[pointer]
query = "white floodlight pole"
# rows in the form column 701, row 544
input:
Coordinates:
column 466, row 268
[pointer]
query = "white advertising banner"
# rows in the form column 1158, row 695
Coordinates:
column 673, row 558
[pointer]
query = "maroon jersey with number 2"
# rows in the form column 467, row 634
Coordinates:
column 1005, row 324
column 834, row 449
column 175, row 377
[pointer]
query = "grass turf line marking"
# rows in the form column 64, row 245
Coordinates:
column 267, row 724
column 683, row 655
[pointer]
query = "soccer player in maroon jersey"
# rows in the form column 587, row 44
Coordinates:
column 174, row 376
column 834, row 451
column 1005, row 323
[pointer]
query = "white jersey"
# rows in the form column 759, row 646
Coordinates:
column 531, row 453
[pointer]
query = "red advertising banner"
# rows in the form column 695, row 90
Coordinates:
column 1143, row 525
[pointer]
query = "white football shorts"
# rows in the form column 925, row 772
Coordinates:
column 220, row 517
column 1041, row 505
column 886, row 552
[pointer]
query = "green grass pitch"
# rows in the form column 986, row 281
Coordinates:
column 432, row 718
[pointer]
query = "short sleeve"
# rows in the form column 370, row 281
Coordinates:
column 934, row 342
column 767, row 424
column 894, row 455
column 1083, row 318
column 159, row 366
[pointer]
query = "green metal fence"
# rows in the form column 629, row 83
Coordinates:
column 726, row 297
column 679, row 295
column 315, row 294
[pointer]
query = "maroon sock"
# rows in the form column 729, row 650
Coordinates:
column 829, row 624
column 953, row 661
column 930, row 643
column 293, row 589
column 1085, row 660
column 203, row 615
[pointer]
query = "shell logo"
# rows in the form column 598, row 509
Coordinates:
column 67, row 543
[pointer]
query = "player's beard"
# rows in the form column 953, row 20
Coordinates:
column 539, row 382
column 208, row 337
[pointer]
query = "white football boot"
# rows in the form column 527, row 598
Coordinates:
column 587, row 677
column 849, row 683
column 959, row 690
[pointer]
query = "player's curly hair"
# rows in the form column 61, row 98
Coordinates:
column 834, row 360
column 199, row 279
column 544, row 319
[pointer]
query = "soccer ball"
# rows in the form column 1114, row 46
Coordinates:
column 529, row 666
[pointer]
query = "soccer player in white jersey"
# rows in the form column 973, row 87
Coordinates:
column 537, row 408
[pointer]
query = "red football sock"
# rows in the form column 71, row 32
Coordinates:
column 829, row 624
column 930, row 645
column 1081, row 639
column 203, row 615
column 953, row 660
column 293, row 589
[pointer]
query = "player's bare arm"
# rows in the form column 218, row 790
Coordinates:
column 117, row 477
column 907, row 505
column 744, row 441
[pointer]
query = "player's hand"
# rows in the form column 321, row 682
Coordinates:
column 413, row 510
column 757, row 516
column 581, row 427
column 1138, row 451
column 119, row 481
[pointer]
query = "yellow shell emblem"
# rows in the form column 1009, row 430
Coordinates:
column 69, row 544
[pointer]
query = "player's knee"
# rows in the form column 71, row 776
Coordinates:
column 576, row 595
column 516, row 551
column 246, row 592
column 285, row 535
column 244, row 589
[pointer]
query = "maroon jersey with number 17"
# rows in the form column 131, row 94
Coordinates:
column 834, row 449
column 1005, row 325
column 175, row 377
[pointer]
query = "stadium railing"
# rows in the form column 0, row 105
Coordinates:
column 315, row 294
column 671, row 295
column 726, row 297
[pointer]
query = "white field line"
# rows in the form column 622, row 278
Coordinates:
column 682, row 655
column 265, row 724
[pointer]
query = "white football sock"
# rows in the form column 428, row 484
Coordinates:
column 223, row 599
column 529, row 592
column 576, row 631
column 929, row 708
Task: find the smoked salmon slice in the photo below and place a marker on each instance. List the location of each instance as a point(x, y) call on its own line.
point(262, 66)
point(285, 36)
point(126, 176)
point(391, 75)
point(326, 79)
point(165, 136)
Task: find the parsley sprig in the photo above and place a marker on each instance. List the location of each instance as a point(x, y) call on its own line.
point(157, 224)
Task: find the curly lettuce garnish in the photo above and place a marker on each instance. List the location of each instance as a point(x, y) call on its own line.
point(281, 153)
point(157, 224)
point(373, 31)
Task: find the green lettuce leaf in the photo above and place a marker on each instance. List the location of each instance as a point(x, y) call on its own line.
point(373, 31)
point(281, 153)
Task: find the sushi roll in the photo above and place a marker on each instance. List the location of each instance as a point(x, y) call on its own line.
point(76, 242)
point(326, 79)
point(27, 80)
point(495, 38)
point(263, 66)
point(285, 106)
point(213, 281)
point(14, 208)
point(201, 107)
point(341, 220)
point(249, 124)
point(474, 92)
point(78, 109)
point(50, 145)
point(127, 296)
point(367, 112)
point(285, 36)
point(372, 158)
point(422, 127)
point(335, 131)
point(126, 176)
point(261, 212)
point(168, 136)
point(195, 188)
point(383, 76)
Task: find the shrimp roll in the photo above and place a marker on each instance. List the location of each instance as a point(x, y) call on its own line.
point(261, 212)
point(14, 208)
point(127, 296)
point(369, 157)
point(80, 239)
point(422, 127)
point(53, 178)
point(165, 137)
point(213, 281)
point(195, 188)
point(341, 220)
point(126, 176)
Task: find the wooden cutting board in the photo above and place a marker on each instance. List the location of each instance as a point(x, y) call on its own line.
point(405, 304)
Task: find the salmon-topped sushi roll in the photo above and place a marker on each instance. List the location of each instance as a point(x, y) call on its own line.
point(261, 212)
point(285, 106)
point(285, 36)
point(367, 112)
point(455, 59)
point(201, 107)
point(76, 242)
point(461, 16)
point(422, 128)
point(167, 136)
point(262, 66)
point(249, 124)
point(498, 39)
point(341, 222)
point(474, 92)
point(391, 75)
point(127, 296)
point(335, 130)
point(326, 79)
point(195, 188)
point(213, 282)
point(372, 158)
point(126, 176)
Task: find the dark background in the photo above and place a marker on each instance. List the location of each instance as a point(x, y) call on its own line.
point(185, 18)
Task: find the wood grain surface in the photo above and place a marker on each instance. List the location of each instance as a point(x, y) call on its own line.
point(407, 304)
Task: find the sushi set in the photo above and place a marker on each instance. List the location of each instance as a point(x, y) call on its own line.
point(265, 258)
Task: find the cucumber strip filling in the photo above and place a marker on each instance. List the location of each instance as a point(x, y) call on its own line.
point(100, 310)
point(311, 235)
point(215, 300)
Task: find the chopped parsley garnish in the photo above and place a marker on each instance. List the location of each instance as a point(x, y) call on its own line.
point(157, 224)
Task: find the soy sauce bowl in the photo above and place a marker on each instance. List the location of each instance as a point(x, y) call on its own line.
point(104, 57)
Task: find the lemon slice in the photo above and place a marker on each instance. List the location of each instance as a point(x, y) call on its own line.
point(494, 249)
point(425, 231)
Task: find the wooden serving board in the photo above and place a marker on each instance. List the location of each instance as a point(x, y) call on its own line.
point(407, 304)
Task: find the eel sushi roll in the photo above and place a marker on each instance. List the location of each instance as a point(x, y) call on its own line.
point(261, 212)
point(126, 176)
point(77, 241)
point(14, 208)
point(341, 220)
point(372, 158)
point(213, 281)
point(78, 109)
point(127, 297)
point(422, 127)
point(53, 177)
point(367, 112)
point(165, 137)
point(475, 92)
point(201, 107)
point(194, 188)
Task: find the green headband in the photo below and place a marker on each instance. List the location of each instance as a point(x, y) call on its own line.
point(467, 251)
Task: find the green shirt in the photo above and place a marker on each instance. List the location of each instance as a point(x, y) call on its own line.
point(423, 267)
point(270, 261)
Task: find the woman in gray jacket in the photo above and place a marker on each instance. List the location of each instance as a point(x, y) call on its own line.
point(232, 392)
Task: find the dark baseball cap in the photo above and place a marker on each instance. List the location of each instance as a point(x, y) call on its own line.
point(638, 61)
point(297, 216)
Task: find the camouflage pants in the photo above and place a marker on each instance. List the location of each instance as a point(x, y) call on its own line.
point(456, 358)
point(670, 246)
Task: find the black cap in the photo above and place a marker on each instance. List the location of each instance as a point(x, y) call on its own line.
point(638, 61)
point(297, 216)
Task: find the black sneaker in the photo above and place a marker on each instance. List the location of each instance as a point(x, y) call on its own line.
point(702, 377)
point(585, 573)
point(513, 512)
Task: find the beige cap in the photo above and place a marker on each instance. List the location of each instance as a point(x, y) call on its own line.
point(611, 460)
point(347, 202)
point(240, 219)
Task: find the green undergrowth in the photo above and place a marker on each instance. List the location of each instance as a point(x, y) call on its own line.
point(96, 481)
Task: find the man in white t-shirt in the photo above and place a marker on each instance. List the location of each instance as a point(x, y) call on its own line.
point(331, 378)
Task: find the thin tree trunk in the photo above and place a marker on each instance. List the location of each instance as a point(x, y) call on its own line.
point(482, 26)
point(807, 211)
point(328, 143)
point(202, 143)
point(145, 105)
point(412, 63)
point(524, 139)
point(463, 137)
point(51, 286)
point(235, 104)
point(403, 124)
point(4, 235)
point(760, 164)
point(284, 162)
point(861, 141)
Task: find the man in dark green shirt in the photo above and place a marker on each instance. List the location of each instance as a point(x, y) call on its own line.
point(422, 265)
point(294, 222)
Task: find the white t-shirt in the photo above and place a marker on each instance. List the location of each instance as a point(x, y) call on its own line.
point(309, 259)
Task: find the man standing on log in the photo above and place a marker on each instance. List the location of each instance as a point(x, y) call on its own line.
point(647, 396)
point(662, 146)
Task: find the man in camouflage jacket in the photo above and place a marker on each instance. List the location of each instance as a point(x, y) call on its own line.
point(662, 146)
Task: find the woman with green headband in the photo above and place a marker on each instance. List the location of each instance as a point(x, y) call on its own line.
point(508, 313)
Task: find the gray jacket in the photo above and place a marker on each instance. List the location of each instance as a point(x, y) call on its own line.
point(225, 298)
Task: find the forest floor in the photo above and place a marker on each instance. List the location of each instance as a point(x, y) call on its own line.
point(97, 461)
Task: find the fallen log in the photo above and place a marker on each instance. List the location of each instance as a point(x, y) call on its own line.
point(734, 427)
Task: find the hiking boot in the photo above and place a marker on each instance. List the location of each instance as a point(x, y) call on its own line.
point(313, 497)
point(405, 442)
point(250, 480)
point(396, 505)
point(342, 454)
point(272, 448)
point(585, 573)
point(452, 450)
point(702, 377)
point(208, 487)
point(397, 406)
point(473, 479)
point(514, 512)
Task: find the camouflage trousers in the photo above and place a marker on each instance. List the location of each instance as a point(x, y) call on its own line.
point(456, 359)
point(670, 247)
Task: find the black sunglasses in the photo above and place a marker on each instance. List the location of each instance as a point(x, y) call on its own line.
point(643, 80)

▶ _Problem details_
Please scale the listing between the lines holding "Task: find the green lettuce" and "point(405, 304)", inclusive, giving every line again with the requests unchanged. Multiply each coordinate in the answer points by 1.7 and round it to a whole number, with halves rounded up.

▶ _Answer to the problem_
Task: find the green lettuce leaf in the photo above and place a marker on each instance. List the location of each instance as a point(x, y) call on its own line.
point(634, 53)
point(478, 260)
Task: find the sushi roll in the photo above and place a marker on each instance. List the location of each instance as a point(x, y) call on its own line.
point(129, 411)
point(554, 134)
point(46, 136)
point(842, 65)
point(447, 112)
point(485, 180)
point(362, 478)
point(24, 354)
point(342, 182)
point(580, 374)
point(423, 211)
point(806, 156)
point(133, 185)
point(85, 247)
point(216, 503)
point(624, 190)
point(485, 61)
point(632, 269)
point(717, 216)
point(570, 223)
point(214, 299)
point(444, 360)
point(286, 231)
point(332, 320)
point(651, 129)
Task: find the shrimp roll in the photo above and place a marker on each instance. List the location of each instance as a point(x, y) call on its own line.
point(444, 360)
point(24, 354)
point(216, 503)
point(627, 267)
point(136, 406)
point(717, 216)
point(90, 303)
point(281, 233)
point(362, 478)
point(332, 320)
point(580, 374)
point(214, 299)
Task: find the wooden cutting board in the photo above and place a marker on each instance. List the location of each instance as a point(x, y) call on its own line.
point(689, 517)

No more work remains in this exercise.